▶ _Data records_

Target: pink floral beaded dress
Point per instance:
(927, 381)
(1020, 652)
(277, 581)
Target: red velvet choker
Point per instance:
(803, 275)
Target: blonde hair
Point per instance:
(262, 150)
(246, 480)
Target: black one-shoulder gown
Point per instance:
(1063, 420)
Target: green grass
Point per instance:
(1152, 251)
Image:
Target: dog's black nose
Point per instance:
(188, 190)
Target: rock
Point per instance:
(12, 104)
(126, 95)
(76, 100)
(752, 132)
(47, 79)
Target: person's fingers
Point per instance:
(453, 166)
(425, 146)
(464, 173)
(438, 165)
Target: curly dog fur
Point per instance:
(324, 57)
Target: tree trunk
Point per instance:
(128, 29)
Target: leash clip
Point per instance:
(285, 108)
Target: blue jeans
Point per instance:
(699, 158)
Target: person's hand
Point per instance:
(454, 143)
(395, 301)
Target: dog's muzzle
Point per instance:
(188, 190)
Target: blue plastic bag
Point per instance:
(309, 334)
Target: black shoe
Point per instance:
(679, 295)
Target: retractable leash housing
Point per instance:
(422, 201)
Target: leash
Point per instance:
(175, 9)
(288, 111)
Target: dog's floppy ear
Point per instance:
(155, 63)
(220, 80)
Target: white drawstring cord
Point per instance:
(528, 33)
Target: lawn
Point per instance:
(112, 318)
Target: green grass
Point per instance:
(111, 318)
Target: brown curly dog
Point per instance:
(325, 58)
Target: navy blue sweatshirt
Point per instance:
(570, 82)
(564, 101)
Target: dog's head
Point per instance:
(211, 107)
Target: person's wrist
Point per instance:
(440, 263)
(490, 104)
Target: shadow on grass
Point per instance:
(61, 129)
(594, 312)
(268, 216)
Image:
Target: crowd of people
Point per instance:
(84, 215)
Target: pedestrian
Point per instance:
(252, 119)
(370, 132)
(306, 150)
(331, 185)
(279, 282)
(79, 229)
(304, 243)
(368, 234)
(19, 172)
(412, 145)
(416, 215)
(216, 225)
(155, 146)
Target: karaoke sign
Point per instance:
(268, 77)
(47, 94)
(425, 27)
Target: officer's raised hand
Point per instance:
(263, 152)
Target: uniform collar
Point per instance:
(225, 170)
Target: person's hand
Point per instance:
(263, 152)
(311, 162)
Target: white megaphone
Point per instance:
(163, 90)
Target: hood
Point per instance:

▶ _Your task_
Write every record above out again exactly as it stands.

▶ _Solution to the exercise_
Target: pink floral beaded dress
Point per instance:
(927, 381)
(1020, 652)
(277, 581)
Target: red velvet choker
Point per instance:
(803, 275)
Target: blonde hair
Point per instance:
(262, 150)
(246, 480)
Target: black one-shoulder gown
Point per instance:
(1063, 420)
Target: green grass
Point per instance:
(1152, 251)
Image:
Target: dog's black nose
Point per instance:
(188, 190)
Target: rock
Point per instance:
(12, 104)
(126, 95)
(76, 100)
(752, 132)
(47, 79)
Target: person's fingers
Point per instance:
(453, 166)
(425, 146)
(464, 173)
(438, 165)
Target: curly dog fur
Point per instance:
(324, 57)
Target: tree trunk
Point per instance:
(128, 29)
Target: leash clip
Point per instance:
(285, 108)
Target: blue jeans
Point per instance:
(699, 158)
Target: person's hand
Point per instance:
(454, 143)
(395, 301)
Target: dog's muzzle
Point per instance:
(188, 190)
Target: blue plastic bag
Point per instance:
(309, 334)
Target: black shoe
Point per instance:
(679, 295)
Target: retractable leash housing
Point per instance:
(422, 201)
Target: leash
Point per instance:
(175, 9)
(288, 111)
Target: dog's floppy ear
Point per instance:
(155, 63)
(220, 80)
Target: white drawstring cord
Point per instance:
(528, 33)
Target: lawn
Point per instance:
(112, 318)
Target: green grass
Point per instance:
(111, 318)
Target: brown curly dog
Point per instance:
(325, 58)
Target: navy blue sweatshirt
Point per instance:
(570, 82)
(564, 101)
Target: dog's head
Point per instance:
(211, 107)
Target: person's wrist
Point per instance:
(440, 263)
(490, 104)
Target: shadow on grass
Point per instance:
(61, 129)
(594, 312)
(268, 216)
Image:
Target: crowd of people
Point per instance:
(84, 215)
Target: pedestrian
Point per instance:
(252, 119)
(370, 132)
(306, 150)
(331, 185)
(279, 282)
(79, 229)
(304, 243)
(368, 234)
(19, 172)
(412, 145)
(416, 215)
(216, 225)
(155, 146)
Target: karaoke sign
Point per instance:
(268, 77)
(47, 94)
(425, 27)
Target: officer's raised hand
Point per instance:
(263, 152)
Target: uniform collar
Point per instance:
(225, 170)
Target: person's hand
Point per instance:
(263, 152)
(311, 162)
Target: white megaphone
Point per instance:
(163, 90)
Target: hood
Point per instance:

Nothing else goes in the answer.